## Directions
Retype the listing in full. Change nothing.

## Records for processing
- - - - -
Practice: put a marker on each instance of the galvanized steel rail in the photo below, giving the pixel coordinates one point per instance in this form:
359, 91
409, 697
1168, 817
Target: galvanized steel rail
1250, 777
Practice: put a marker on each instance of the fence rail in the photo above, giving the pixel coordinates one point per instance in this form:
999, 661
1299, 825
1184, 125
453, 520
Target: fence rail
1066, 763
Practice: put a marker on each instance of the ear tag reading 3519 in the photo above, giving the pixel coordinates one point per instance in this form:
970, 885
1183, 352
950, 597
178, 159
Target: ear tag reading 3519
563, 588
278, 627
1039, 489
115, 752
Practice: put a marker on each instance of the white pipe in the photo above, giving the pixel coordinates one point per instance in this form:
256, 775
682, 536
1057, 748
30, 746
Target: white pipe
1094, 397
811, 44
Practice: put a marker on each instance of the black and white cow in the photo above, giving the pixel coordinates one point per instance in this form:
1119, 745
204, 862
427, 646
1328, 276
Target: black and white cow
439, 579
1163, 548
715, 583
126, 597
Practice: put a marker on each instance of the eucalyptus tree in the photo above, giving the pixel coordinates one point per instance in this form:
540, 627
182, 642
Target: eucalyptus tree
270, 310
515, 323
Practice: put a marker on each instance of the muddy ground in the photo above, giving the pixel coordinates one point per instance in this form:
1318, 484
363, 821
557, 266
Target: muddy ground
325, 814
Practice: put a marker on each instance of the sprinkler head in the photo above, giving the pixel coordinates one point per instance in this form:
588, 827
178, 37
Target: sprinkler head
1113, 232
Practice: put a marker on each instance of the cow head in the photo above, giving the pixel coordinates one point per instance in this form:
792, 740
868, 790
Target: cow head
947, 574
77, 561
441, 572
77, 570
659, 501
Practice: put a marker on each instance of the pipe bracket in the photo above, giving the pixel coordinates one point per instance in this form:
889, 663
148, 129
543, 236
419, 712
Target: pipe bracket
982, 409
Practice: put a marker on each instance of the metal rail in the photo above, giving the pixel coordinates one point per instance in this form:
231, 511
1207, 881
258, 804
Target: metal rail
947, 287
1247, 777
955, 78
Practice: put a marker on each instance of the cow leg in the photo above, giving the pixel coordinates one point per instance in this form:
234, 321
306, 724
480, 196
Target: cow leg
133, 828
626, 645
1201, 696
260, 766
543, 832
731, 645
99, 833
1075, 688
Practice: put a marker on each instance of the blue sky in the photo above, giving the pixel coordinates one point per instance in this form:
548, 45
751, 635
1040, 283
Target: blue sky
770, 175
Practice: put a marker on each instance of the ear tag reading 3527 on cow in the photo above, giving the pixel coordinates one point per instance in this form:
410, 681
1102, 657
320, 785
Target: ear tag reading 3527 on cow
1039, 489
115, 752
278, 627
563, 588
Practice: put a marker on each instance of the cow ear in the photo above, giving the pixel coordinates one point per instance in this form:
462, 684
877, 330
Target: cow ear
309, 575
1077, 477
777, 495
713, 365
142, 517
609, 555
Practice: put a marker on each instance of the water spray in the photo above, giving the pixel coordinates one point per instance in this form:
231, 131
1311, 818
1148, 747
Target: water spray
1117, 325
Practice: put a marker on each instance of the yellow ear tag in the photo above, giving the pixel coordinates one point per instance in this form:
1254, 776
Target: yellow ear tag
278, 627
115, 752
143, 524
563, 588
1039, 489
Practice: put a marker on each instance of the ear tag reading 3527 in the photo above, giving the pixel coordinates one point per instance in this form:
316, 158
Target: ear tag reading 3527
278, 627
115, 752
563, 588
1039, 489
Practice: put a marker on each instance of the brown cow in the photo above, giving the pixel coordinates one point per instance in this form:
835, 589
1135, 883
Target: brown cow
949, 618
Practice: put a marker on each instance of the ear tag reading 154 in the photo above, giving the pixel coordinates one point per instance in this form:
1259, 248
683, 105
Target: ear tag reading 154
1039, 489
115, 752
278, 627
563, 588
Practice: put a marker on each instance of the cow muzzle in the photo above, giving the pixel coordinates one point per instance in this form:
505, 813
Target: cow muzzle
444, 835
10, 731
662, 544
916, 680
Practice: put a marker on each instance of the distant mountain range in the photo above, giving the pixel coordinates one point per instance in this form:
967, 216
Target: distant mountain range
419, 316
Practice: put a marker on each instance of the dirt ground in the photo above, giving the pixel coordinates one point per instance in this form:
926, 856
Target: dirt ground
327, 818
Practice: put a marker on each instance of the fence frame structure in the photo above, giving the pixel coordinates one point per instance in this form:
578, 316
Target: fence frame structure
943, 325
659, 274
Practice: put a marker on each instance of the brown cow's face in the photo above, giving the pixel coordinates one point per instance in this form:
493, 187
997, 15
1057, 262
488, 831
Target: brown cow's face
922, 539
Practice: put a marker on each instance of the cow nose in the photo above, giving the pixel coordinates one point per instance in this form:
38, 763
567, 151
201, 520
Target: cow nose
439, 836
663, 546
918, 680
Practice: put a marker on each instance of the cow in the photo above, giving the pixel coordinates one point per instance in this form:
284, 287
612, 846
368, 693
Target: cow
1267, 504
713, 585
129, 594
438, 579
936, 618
- - - - -
## Output of the exercise
Practice: put a marker on each instance of the galvanized steel rail in the photo below, giving the pixel coordinates one point per instance in this form:
359, 91
409, 697
1168, 817
Target: galvanized steel rail
1250, 777
Practice: put a marker on each instance of the fence rail in the photo above, giving the pixel coordinates one point per instance in this form:
999, 661
1299, 825
1184, 125
453, 520
Target: fence rail
1066, 763
Practice: put a marker on each instance of the ear tag reading 3519 in the photo above, giving the pixel coordinates one point per instance in this form:
970, 885
1183, 352
950, 597
178, 159
Target: ear tag reading 3519
563, 588
278, 627
1039, 489
115, 752
Practice: put a marker on each instance of the white pipe in the photo above, giving the pixel coordinates one point per instance in this form:
256, 775
682, 536
1057, 748
30, 746
Target: white pipe
1094, 397
811, 44
Practice: put a marker on each instance of the black and white cow in the photo above, giving the pixel coordinates one point per instance in this form:
1119, 745
204, 862
427, 646
1328, 276
Target: black and white cow
439, 579
1163, 548
715, 583
126, 597
Practice: put a marker on each instance of the eucalyptus tree in the photo above, giving the pixel coordinates one point per instance in this form:
540, 627
182, 642
Target: eucalyptus tree
270, 310
515, 323
Practice: put a marker on each instance of the muddy ground in the photo above, giving the pixel coordinates one point per instance in this form:
1318, 484
363, 821
557, 266
Target: muddy ground
325, 814
Practice: put a marker on each instance of the sprinkler head in the photo above, giving the pixel coordinates one point per instance in this form:
588, 827
178, 37
Target: sprinkler head
1113, 232
Practice: put a marker on each instance of the cow head in the photo above, giving the pixel coordinates one point per instance in this form:
792, 740
868, 790
Target: cow head
947, 574
77, 561
441, 572
77, 570
659, 501
Practice: put a marker on each instance of the pipe bracket in the photo above, giving the pixel coordinates one point per instance in this form:
889, 663
148, 129
543, 236
419, 712
Target: pipe bracket
982, 409
Practice: put a marker on each instance of the metal rail in the photo above, giving the pixel coordinates one point per instance in this form:
231, 511
1207, 881
258, 804
Target: metal rail
947, 287
1247, 777
955, 78
Practice: put a marker on each instance of the cow leg in the photo above, giving the pixel coordinates one point per instance in this form:
234, 321
306, 724
480, 196
Target: cow leg
133, 828
626, 645
1201, 696
260, 766
543, 832
731, 645
99, 833
1075, 688
Practice: put a marker on each instance of the blue sky in the photo above, giving the pixel coordinates one point per instance in this form:
548, 45
751, 635
1040, 283
Target: blue sky
770, 175
Practice: put a marker on each instance of the ear tag reading 3527 on cow in the photo above, giving the pixel coordinates one point per instance in this form:
410, 681
1102, 657
320, 785
Target: ear tag reading 3527 on cow
1039, 489
115, 752
278, 627
563, 588
Practice: put a marker on each instance of the cow ear in the photo above, giving the pixel coordinates one point per instance in this form:
462, 684
877, 330
Target: cow ear
309, 575
1077, 477
777, 495
713, 365
142, 517
609, 555
Practice: put a marker on each instance of the water spray in the photo above, giving the pixel coordinates one point per instance in this form:
231, 131
1311, 818
1148, 747
Target: water spray
1117, 325
Practice: put a marker on each instance of the yellow ear tag in the photo above, giving the pixel coordinates one point per instance in this form:
1254, 776
Target: yellow ear tag
278, 627
115, 752
143, 524
563, 588
1039, 489
Practice: put a marker on each instance of the ear tag reading 3527 in the photo above, giving the pixel coordinates one point per instance in this form:
316, 158
Target: ear tag reading 3527
278, 627
115, 752
563, 588
1039, 489
Practice: put a marker on each instance of the brown cow in the photo above, giving the pixel coordinates one point per instance in this form:
835, 589
1135, 883
Target: brown cow
949, 618
Practice: put a marker on each instance of the ear tag reading 154 in the photo above, giving the pixel coordinates one point per instance in this form:
1259, 248
683, 105
Target: ear tag reading 154
1039, 489
115, 752
278, 627
563, 588
Practice: put a marker on each instance of the cow muzzle in the photo above, giving the pixel coordinates one point per instance in this form:
505, 813
Target: cow muzzle
444, 835
10, 731
662, 544
916, 680
Practice: put a marker on each instance of the distant mountain range in the photo above, giving the pixel coordinates one point per instance in this form:
967, 216
Target: distant mountain range
419, 316
Practice: put a marker on each instance of the dirt ground in the photo above, giving the pixel coordinates one point per instance in this form:
926, 856
Target: dirt ground
327, 818
Practice: put a marker on each instance of the fence frame structure in the photo above, giving the pixel coordinates one point per instance in this form:
578, 316
Target: fence frame structure
943, 325
659, 274
Practice: put a marker on each instance of the brown cow's face in the photo above, giving the pixel coordinates one point per instance in this form:
493, 187
997, 15
1057, 262
488, 831
Target: brown cow's face
922, 539
Practice: put a marker on each instance of the cow nose in the photo above, giving the pixel coordinates one point per instance in this form:
38, 763
567, 151
201, 520
Target: cow nose
439, 836
663, 546
918, 680
Practice: put a marker on each instance of the cow in the photo above, giving the pixel coordinates one point per instance in this form:
284, 287
612, 846
368, 693
Target: cow
1267, 504
713, 585
129, 594
438, 579
936, 618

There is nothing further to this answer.